Study text:
########

July 12, 1990 then Secretary of State and State Librarian Jim Edgar arrived in Paris where he announced the Paris Carnegie Public Library would receive a grant in the amount of $124,000. Volunteers then took to the phones to raise contributions until $100,000 was reached. Among the notable contributors to the library's fund drive were the Monday Club, a club which had met in the library for over 70 years and the Paris Women's Club, the original holders of the Paris Library which was disbanding at the time of the addition to the library. The construction contract was awarded to R.J. King Company, Inc. and ground was broken on the new addition on July 25, 1991.

Construction began on September 11, 1991, and by June 1992 the new handicapped accessible entrance was opened to the public. The entire construction project was completed at a cost of $322,895 with an additional $9,045 spent on new shelving. Throughout the construction period the library remained open to the public with a circulation, 67,616, just 1,000 items short of a typical year's circulation. The new addition included, as well as the shelving for the library's 33,000+ volumes, an elevator, two new public restrooms, the handicapped accessible entrance, and a large meeting room named for Gibson. In 2002 the library adapted the northwest room to house two walls of books and six computers, of which four have Internet access. In 2004 the southeast reading room was rearranged to house the collection of large print books.

########

Raw data:

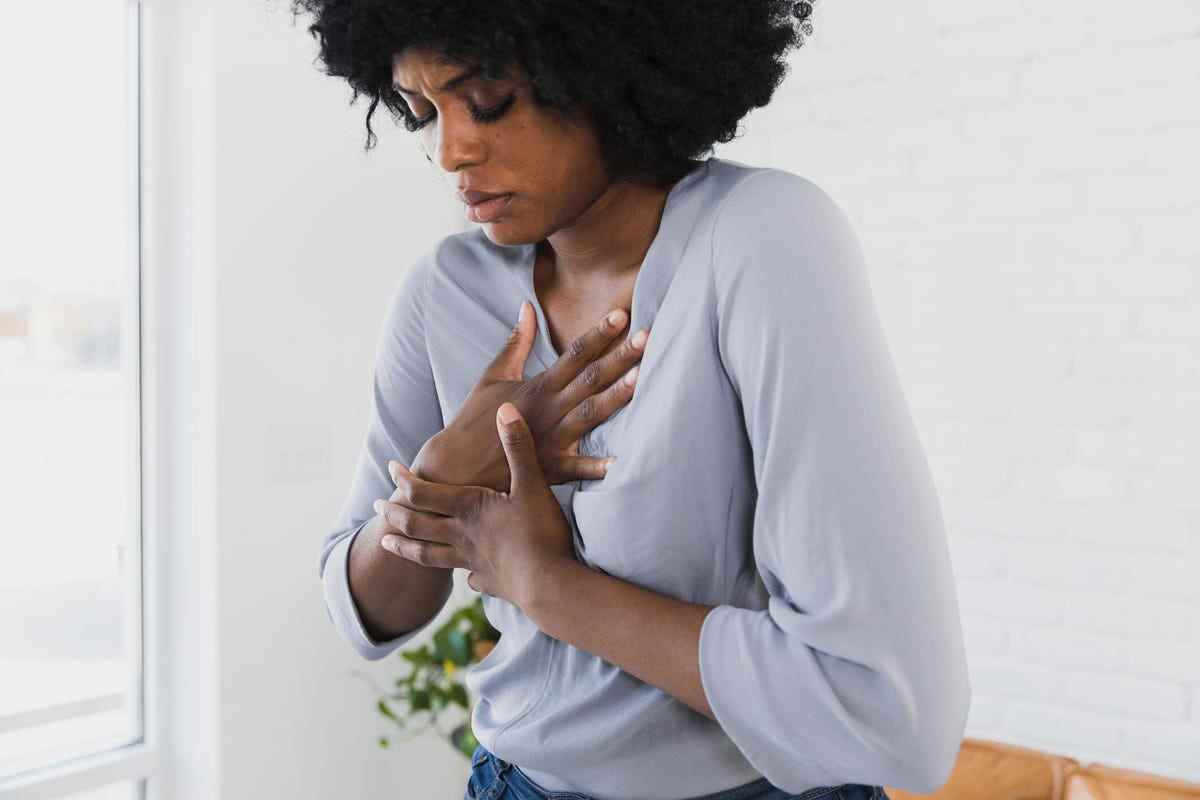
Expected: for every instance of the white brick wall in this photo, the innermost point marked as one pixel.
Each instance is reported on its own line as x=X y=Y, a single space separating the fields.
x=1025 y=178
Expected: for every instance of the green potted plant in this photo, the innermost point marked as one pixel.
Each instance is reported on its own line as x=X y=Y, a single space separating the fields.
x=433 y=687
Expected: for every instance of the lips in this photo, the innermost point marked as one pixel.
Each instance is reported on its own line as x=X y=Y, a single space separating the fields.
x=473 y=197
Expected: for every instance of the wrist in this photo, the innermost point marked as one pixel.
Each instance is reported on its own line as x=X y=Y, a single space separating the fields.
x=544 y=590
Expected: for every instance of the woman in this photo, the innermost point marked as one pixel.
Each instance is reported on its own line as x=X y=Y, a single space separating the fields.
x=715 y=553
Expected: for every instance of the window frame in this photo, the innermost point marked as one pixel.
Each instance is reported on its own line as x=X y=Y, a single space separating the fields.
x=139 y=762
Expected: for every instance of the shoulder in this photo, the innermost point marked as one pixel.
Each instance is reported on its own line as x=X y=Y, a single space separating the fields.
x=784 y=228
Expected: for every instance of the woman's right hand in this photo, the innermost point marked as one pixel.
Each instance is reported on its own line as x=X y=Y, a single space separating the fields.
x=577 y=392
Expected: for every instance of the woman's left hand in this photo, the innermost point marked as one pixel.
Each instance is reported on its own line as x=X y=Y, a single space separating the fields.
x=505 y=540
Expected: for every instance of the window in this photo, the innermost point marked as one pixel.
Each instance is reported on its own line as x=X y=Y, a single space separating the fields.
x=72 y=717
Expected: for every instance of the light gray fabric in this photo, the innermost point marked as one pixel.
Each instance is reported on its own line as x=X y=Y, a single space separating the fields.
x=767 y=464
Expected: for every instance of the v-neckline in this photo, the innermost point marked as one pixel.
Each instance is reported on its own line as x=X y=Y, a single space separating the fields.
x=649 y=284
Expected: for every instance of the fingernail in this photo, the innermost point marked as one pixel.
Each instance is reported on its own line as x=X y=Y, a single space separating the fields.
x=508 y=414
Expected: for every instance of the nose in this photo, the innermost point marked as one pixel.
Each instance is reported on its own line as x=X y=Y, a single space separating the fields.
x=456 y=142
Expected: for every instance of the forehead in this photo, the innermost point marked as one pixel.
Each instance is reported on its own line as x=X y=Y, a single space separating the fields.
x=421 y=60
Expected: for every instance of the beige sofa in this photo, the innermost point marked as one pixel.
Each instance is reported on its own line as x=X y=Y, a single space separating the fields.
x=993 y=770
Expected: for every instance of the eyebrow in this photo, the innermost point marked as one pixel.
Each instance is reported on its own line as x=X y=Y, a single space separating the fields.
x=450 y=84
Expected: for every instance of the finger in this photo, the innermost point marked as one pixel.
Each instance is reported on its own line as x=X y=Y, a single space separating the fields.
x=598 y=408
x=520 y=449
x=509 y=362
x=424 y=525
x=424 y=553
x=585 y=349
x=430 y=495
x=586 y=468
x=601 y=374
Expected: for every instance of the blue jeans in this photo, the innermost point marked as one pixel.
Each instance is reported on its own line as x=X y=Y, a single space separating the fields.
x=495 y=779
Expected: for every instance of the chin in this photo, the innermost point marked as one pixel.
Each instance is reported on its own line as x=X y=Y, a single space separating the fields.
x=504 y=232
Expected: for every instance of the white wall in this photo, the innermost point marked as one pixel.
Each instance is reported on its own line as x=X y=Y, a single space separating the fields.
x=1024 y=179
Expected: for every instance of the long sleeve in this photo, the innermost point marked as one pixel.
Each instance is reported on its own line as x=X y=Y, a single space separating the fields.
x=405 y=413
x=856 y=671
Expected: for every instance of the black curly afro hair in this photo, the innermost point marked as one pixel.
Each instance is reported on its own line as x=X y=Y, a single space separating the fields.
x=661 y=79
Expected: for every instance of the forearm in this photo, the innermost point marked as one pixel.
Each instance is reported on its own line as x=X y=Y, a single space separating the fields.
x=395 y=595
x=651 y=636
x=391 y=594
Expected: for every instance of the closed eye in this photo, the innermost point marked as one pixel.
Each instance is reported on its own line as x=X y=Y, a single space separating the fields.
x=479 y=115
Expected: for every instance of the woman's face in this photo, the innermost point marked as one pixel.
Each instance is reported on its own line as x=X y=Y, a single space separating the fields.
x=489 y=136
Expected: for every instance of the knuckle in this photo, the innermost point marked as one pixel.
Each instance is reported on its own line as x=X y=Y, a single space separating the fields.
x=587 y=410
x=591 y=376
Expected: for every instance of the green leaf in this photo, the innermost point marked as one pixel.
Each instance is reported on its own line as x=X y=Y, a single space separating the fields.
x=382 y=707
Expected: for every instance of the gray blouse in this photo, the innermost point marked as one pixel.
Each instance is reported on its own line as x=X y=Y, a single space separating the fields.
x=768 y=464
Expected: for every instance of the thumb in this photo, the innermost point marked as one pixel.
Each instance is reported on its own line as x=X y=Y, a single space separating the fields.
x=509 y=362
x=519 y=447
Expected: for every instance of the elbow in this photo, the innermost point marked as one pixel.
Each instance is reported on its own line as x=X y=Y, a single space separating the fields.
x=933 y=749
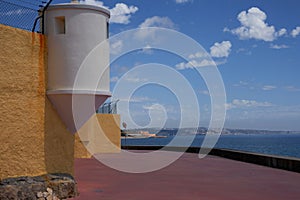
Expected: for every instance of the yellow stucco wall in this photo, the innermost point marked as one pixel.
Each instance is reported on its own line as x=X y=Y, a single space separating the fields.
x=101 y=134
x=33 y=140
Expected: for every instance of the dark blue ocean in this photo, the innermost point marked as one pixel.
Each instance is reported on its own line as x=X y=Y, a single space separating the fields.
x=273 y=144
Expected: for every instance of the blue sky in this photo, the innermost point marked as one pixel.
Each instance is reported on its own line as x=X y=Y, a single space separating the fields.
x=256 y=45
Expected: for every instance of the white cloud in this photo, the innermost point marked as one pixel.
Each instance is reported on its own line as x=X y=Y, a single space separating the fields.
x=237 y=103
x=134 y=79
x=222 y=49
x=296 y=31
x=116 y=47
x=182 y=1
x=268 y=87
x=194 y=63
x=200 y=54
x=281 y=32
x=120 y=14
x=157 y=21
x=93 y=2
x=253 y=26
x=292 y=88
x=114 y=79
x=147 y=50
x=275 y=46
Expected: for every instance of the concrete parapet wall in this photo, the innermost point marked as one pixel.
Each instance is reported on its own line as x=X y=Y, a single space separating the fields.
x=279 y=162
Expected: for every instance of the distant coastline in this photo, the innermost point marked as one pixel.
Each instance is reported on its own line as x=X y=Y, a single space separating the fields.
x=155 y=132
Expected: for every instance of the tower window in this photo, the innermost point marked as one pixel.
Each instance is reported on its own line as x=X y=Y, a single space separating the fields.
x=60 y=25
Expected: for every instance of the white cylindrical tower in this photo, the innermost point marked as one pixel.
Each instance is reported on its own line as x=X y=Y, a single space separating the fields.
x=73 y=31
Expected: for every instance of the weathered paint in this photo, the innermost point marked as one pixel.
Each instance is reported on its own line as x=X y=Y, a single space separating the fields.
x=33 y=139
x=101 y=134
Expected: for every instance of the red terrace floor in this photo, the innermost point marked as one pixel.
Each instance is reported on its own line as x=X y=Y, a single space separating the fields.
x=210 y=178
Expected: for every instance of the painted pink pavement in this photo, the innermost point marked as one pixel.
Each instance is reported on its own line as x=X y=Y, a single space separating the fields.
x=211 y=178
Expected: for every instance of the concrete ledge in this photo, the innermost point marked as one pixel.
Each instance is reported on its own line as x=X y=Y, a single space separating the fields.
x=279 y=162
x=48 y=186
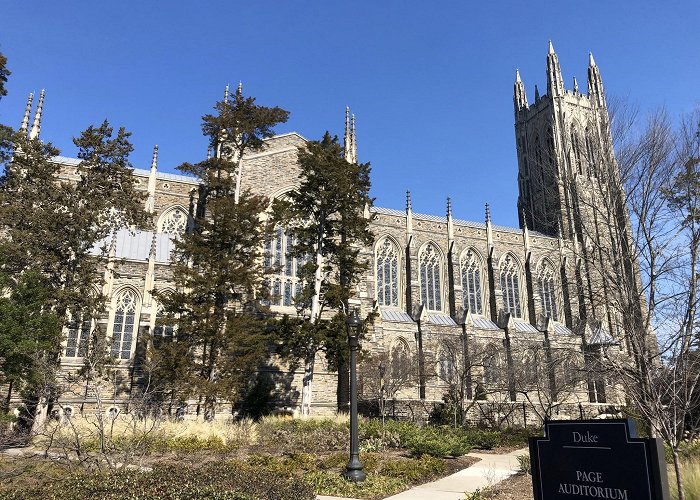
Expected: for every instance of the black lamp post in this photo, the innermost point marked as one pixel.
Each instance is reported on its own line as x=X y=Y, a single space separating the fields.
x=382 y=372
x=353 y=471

########

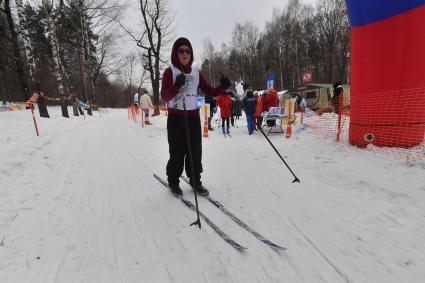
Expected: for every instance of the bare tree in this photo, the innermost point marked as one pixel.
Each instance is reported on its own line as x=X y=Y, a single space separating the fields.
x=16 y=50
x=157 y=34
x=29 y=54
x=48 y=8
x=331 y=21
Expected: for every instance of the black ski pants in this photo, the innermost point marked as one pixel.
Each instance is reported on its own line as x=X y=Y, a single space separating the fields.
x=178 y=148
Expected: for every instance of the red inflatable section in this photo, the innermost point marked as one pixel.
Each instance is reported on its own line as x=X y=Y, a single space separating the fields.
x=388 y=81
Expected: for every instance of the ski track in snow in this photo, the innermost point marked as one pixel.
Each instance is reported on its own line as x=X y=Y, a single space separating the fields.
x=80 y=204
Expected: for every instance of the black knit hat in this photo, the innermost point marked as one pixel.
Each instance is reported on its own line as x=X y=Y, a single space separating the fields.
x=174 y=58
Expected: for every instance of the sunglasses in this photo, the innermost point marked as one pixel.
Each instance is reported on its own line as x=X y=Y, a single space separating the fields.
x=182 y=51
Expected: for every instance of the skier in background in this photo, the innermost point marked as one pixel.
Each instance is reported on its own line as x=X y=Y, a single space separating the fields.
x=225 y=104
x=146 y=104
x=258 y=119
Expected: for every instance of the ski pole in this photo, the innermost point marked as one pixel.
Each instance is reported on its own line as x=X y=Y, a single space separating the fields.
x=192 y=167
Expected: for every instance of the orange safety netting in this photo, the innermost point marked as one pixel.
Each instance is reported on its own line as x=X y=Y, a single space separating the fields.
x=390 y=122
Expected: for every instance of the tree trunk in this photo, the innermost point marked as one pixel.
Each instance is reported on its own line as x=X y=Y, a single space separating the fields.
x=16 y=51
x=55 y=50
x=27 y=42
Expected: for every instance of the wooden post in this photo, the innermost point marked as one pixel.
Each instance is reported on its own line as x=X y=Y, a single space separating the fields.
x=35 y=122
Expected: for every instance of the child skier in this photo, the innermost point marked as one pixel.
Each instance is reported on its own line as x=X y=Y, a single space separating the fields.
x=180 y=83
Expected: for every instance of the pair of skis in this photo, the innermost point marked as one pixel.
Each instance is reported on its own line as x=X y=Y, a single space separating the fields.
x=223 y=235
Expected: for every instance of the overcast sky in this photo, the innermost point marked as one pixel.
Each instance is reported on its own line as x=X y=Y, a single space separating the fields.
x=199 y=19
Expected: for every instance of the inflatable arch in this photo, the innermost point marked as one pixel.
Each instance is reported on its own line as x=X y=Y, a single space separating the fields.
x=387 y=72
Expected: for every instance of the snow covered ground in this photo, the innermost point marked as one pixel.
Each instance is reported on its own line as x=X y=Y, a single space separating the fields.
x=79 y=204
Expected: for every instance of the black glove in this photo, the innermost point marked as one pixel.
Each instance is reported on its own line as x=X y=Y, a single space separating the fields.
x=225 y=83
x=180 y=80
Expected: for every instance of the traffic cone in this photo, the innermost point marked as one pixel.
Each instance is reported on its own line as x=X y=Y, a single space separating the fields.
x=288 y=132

########

Your assignment:
Reproduce everything in the Paris library text from "Construction began on" down to "large print books.". The records have no connection to the text about the library.

Your response:
Construction began on September 11, 1991, and by June 1992 the new handicapped accessible entrance was opened to the public. The entire construction project was completed at a cost of $322,895 with an additional $9,045 spent on new shelving. Throughout the construction period the library remained open to the public with a circulation, 67,616, just 1,000 items short of a typical year's circulation. The new addition included, as well as the shelving for the library's 33,000+ volumes, an elevator, two new public restrooms, the handicapped accessible entrance, and a large meeting room named for Gibson. In 2002 the library adapted the northwest room to house two walls of books and six computers, of which four have Internet access. In 2004 the southeast reading room was rearranged to house the collection of large print books.